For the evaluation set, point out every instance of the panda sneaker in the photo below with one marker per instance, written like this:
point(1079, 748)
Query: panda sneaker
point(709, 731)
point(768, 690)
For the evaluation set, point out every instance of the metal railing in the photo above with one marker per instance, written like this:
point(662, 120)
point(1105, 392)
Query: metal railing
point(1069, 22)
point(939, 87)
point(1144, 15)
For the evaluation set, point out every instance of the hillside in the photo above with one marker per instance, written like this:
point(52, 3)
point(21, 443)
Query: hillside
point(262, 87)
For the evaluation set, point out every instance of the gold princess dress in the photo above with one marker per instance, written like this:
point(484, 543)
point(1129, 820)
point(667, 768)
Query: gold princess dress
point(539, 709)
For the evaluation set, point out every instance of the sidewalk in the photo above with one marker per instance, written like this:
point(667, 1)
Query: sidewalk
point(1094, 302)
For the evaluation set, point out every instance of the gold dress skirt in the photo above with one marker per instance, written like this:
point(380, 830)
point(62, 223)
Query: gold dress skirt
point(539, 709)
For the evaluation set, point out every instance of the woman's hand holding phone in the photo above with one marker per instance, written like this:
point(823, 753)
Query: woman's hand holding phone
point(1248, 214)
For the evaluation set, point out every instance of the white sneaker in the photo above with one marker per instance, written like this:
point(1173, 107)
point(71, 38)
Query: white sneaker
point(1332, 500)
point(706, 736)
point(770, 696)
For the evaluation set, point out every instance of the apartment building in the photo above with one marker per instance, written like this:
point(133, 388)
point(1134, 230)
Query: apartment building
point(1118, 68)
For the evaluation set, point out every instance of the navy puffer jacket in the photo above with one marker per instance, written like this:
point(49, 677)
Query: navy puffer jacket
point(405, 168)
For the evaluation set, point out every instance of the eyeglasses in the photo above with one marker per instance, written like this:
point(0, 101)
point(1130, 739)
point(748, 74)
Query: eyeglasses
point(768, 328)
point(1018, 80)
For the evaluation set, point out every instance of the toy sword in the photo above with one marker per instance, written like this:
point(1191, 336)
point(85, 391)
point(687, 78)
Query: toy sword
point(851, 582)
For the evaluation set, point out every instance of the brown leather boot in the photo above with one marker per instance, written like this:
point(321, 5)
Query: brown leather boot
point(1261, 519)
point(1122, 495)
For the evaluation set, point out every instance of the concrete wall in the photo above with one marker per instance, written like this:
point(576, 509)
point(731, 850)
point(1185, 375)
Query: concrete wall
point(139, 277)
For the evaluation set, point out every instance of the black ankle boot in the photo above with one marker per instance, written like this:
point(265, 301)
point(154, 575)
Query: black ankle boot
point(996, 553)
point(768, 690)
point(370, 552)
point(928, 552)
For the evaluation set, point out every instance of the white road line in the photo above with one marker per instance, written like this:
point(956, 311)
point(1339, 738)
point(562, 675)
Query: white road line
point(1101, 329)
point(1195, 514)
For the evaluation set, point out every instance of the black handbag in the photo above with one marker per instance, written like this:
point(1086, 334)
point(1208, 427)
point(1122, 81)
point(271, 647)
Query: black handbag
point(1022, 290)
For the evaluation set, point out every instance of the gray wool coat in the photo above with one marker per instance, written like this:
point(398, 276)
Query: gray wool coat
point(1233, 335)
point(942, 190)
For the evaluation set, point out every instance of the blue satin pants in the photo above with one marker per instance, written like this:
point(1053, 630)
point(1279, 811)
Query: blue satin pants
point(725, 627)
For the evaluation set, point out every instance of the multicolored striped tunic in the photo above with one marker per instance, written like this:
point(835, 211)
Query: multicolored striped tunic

Exercise objective –
Copy the material word for word, starting at the line that contains "For the evaluation set, point out every instance of the concrete" and continuing through the end of the material, including both the starting and final lines.

Reply to the task –
For the evaluation set, point out every instance of the concrete wall in the photo above with one marker per instance, written like this:
point(576, 509)
point(731, 850)
point(1185, 375)
Query: concrete wall
point(139, 277)
For the evaluation set, point out every instance of the black ankle boot in the photo above with one marker per instance, written like this:
point(265, 301)
point(154, 575)
Query: black ankle boot
point(996, 553)
point(768, 690)
point(370, 552)
point(928, 552)
For the evaluation set, point out every instance of the white road line in the photo above with one marker per instance, written like this:
point(956, 311)
point(1339, 738)
point(562, 675)
Query: white road line
point(1101, 329)
point(1195, 514)
For the evaluation set, point out every instance of the black handbag in the photo above with one marker per instance, written like this:
point(1086, 334)
point(1208, 427)
point(1122, 81)
point(271, 647)
Query: black handbag
point(1022, 290)
For the evaluation set, point out every instance of the gray wool coat in the photo above with one marker per instance, written like this:
point(398, 276)
Query: gray wool coat
point(1233, 335)
point(942, 190)
For the evaluation set, point out every instance of the blue satin pants in the photo above with one marker per instance, written like this:
point(1053, 630)
point(1279, 811)
Query: blue satin pants
point(725, 627)
For the evaluation set, point out every instance of the multicolored striped tunic in the photo above with one marker per instance, written like this:
point(835, 211)
Query: multicolored striped tunic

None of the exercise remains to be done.